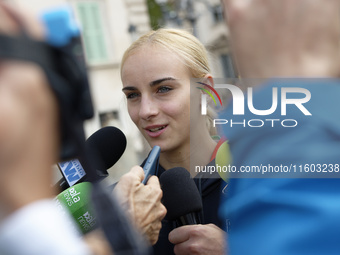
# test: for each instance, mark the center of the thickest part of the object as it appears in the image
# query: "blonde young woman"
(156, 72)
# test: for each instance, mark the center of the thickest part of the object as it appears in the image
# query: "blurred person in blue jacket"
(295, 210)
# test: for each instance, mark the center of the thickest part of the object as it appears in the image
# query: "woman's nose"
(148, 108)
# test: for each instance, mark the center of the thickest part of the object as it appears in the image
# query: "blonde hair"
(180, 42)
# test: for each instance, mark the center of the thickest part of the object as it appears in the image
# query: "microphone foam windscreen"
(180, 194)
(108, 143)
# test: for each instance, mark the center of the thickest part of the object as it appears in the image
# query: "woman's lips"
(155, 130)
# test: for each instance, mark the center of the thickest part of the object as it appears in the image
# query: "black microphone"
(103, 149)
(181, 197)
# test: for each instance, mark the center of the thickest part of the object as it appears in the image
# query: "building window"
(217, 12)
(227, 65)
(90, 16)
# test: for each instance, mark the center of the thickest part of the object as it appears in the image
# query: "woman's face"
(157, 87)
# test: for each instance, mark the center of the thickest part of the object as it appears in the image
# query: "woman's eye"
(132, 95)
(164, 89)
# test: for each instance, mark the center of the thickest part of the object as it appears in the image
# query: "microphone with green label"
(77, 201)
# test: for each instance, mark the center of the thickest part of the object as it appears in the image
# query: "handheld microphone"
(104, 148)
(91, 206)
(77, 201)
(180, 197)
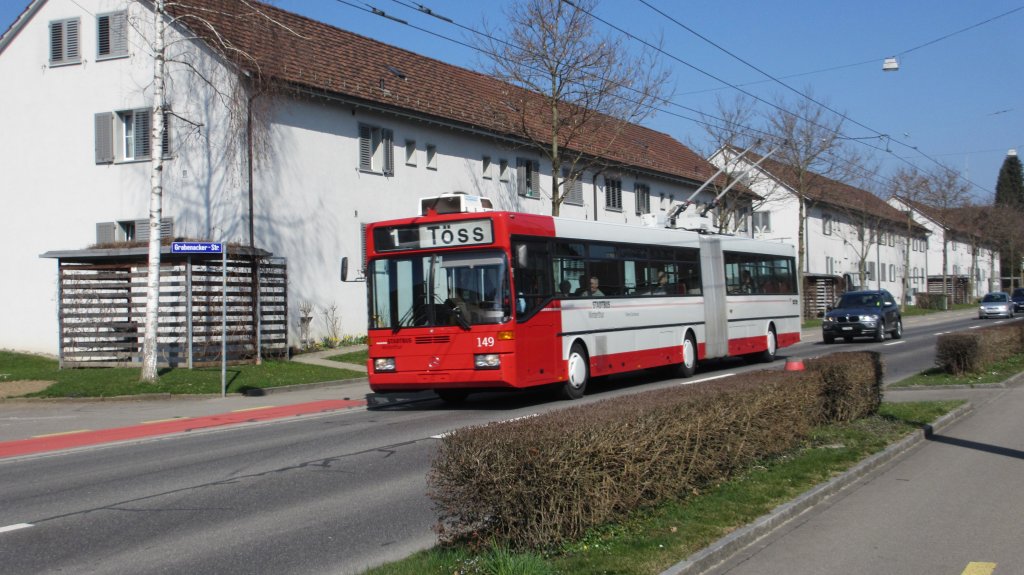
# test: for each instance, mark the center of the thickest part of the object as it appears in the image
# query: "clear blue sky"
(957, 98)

-------

Assignment:
Each of the lines above should be transcribed exactly; no image is to be copied.

Finished task:
# test: for each instance, mark the center of the thickest part of the object as it appears in the image
# query: "blonde young woman"
(156, 72)
# test: for each instance, mark the center of the thickest part of the object as it appears in the image
# query: "blurred person in blue jacket"
(295, 210)
# test: for each instance, mark the center of the thickest part of the object as it appears in the image
# query: "woman's nose"
(148, 108)
# test: for each instance, mark the center of the thickest part of the object as it appears in the image
# query: "blonde hair"
(180, 42)
# test: for each instance, mark the center of the thickest part of the object as it appears in the image
# query: "microphone foam windscreen"
(180, 194)
(108, 143)
# test: for each instance, mark the center of the thickest part of the object as it appears in the image
# query: "woman's lips"
(155, 130)
# test: for each instance, mark the center of the thickest part of the object as it appears in the image
# query: "black microphone"
(103, 149)
(181, 197)
# test: for each instance, mark the center of the thickest part of the object as it appears in the image
# query: "building window"
(217, 12)
(227, 65)
(90, 16)
# test: for each instance, mark the center of the thickest part of the object as it appears in the image
# query: "woman's face"
(157, 87)
# test: for each instance, mark the center of the thickest part of the object as it appears in the image
# query: "woman's eye"
(132, 95)
(164, 89)
# test: for each instance, mark the center of the thickest part of the object as it appears in the image
# query: "microphone with green label"
(77, 201)
# test: for each instance, mark the center of the thickest part of the object as it appears in the image
# query: "handheld microphone"
(104, 148)
(91, 206)
(77, 201)
(180, 197)
# test: for each instance, mark the center of the thickest part of the object as it appears in the image
# query: "clear blue sky"
(957, 98)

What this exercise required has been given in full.